• STATED TASK: Show each line from the entries below that contains the word "this", copying every such line in full.

(Records of labeled boxes)
========================================================================

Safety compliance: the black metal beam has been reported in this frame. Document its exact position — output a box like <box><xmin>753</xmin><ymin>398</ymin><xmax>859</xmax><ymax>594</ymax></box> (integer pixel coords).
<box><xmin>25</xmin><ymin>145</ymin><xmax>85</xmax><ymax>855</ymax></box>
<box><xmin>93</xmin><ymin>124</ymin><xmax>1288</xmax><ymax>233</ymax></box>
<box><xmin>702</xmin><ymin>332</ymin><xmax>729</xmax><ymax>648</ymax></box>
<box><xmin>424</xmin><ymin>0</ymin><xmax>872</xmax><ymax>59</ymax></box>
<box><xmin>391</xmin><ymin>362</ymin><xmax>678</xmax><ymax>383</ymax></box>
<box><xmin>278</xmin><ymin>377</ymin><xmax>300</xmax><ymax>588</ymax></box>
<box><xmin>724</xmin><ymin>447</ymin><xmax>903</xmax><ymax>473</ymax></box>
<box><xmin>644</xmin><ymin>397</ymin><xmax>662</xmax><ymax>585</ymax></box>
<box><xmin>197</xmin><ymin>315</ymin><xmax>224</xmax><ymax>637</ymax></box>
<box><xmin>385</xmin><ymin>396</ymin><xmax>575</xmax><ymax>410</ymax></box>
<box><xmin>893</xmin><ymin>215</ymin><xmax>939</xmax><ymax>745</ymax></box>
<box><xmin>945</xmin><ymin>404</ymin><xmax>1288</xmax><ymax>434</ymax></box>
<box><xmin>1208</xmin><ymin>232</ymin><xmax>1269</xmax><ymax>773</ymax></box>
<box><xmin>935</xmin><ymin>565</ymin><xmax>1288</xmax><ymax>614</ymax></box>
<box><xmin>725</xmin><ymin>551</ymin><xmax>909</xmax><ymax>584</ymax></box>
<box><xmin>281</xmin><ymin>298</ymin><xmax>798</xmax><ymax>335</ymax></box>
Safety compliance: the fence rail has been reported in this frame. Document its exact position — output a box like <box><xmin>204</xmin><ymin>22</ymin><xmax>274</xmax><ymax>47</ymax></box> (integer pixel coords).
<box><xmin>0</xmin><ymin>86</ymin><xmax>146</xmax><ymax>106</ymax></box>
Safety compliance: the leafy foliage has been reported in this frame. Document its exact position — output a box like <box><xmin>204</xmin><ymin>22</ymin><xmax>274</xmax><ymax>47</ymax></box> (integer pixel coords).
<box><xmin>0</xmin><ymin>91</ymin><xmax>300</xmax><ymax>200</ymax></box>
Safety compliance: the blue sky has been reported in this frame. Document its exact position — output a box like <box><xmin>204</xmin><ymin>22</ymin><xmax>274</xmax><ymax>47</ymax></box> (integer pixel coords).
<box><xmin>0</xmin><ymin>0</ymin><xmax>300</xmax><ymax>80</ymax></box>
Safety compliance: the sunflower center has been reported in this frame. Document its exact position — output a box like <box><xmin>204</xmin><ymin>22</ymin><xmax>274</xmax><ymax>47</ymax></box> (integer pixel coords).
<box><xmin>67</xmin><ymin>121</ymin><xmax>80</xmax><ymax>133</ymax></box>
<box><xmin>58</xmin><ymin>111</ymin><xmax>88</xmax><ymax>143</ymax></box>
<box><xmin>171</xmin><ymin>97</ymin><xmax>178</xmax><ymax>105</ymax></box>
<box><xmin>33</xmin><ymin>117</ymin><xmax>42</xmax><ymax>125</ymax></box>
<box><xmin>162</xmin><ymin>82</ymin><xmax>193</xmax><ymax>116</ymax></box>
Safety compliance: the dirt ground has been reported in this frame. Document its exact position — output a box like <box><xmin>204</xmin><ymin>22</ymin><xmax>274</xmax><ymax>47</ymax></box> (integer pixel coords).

========================================================================

• TASK OUTPUT:
Safety compliance: the black metal beam has been reported in this frame. Document its exact position — output a box like <box><xmin>753</xmin><ymin>398</ymin><xmax>859</xmax><ymax>594</ymax></box> (integer pixel coords).
Safety compliance: the fence rail has been reported in this frame. Document its exact position — output a box like <box><xmin>204</xmin><ymin>22</ymin><xmax>274</xmax><ymax>47</ymax></box> (integer pixel coords).
Safety compliance: the leafy foliage has been reported in this frame. Document its exact position — output a box like <box><xmin>204</xmin><ymin>22</ymin><xmax>274</xmax><ymax>47</ymax></box> (integer pixel coords).
Safety compliance: the blue sky has been reported in this frame. Document its exact position — output a box like <box><xmin>204</xmin><ymin>22</ymin><xmax>274</xmax><ymax>47</ymax></box> (integer pixel coords).
Safety compliance: the sunflower center has been reported in this frame. Document its exact position — output a box like <box><xmin>204</xmin><ymin>22</ymin><xmax>274</xmax><ymax>47</ymax></box> (integer pixel coords).
Safety compliance: the dirt ground has been reported in this frame. Document its exact position — output a box like <box><xmin>204</xmin><ymin>22</ymin><xmax>274</xmax><ymax>47</ymax></box> (integer pixel coords).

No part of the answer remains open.